Data for processing:
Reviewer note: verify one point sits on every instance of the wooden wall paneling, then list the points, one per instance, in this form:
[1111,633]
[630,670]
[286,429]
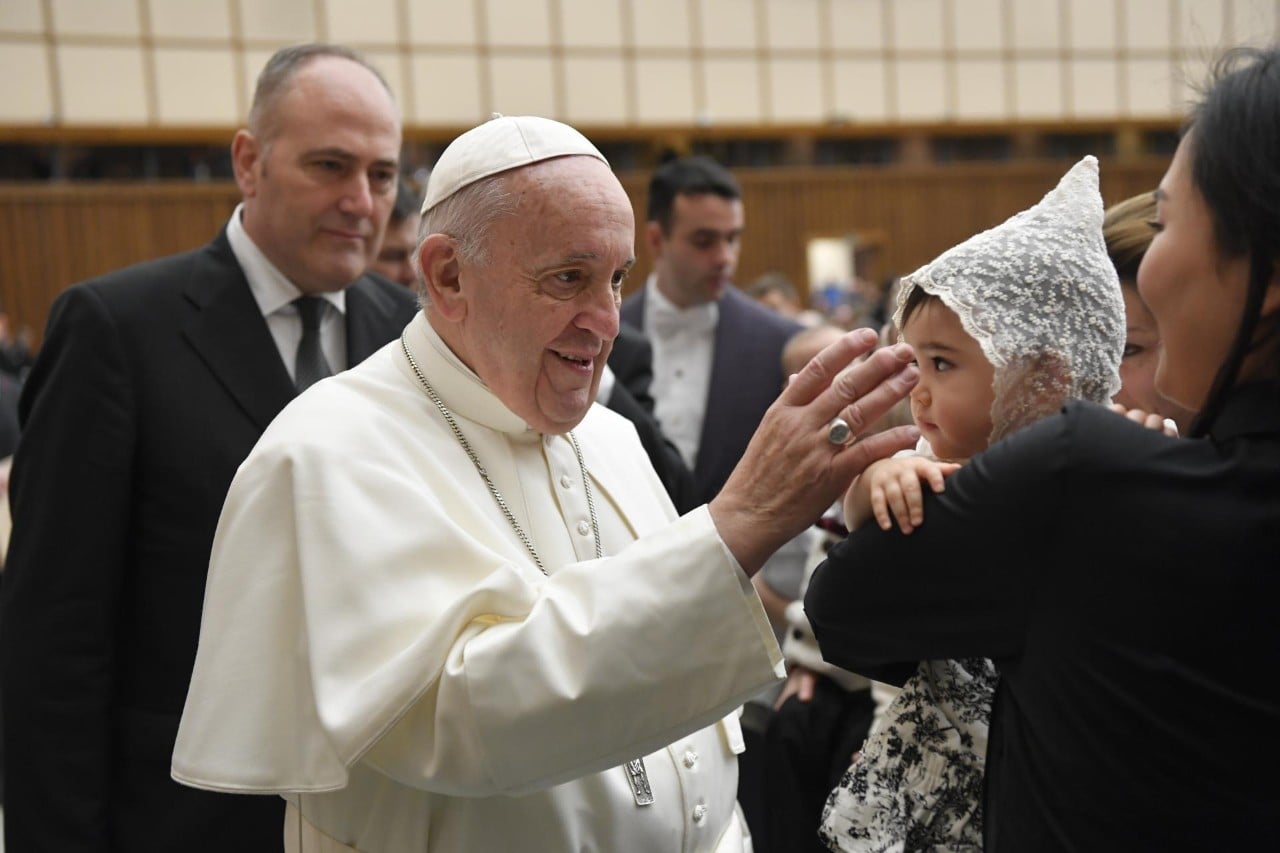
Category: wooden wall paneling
[55,235]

Directions for this task: Copy the data above, changing every "wooden" to "timber" and keeping everything else the same. Leave out the pictures.

Reply:
Reviewer note: verify one point sits on every instance of the timber wall paneling, then list the points, one per instance, in this form:
[1111,633]
[630,670]
[286,429]
Category: timber wall paneling
[55,235]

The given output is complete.